* Your assignment
Look through the entries for the string "large" and copy every line where it shows up.

* Records
━━━━━━━━━━━━━━━━━━━━
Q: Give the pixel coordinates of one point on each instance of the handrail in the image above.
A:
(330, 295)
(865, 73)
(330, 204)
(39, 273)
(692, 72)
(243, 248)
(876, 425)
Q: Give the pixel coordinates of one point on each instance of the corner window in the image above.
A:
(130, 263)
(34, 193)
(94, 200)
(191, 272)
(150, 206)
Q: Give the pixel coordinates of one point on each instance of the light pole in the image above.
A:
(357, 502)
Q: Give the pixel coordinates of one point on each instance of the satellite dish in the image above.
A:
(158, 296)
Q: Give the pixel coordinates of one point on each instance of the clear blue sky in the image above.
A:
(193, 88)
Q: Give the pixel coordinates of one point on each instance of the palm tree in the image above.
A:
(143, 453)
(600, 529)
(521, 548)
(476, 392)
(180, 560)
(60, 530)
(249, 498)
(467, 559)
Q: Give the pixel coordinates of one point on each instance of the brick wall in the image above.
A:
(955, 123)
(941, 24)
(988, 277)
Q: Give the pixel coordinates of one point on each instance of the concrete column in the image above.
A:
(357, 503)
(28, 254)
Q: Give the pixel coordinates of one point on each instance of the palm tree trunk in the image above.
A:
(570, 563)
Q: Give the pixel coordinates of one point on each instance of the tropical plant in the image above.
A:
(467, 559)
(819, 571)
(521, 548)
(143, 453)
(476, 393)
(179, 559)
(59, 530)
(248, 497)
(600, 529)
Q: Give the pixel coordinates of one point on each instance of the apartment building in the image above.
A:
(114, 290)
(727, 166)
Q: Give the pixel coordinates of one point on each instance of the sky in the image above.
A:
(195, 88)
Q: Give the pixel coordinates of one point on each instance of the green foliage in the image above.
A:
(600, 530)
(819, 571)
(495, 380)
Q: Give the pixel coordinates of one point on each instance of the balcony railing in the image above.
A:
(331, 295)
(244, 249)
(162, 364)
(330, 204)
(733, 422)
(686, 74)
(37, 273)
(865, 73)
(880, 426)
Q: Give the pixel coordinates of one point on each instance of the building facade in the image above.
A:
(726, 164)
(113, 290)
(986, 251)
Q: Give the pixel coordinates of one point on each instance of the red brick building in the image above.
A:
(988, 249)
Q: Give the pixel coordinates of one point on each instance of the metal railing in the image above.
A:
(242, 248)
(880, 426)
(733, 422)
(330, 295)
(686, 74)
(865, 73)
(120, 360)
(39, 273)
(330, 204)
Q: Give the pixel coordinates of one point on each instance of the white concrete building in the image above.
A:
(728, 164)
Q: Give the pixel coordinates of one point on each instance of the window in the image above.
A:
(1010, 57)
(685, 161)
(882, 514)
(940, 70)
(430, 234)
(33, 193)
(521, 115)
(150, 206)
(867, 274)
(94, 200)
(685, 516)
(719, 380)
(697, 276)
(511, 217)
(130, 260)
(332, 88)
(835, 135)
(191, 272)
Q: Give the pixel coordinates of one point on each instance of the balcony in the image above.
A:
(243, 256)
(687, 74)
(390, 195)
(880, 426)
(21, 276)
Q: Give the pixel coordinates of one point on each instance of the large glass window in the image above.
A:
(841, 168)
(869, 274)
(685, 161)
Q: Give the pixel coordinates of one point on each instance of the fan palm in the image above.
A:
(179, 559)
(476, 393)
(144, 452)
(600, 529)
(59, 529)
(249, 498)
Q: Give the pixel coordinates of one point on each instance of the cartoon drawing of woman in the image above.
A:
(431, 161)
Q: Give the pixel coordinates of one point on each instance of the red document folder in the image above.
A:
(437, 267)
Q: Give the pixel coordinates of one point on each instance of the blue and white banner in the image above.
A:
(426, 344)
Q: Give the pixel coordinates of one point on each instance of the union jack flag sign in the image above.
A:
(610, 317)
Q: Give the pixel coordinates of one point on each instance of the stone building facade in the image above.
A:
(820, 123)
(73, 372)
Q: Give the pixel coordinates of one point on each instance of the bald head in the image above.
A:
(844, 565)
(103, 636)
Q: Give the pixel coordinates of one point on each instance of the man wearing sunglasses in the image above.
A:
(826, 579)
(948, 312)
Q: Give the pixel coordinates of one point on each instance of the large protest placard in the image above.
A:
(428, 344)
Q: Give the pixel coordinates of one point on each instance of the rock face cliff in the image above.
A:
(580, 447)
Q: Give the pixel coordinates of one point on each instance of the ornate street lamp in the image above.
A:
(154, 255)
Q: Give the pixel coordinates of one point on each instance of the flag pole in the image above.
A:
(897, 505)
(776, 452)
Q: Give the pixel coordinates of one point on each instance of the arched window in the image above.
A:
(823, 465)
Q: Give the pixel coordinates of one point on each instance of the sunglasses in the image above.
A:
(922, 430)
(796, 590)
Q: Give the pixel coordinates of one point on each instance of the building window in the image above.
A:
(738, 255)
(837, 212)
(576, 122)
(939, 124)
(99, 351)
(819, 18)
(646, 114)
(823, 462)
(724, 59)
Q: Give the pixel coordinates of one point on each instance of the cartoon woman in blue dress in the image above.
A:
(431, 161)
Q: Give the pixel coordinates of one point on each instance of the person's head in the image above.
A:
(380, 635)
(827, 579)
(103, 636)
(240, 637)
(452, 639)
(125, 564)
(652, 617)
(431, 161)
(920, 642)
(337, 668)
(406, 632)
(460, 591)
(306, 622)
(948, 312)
━━━━━━━━━━━━━━━━━━━━
* Result of the task
Q: Give the pixel coordinates of one point on each instance of the large glass window in the image above.
Q: Give the pixel coordinates of one point on each instance of the large protest placard in the image above.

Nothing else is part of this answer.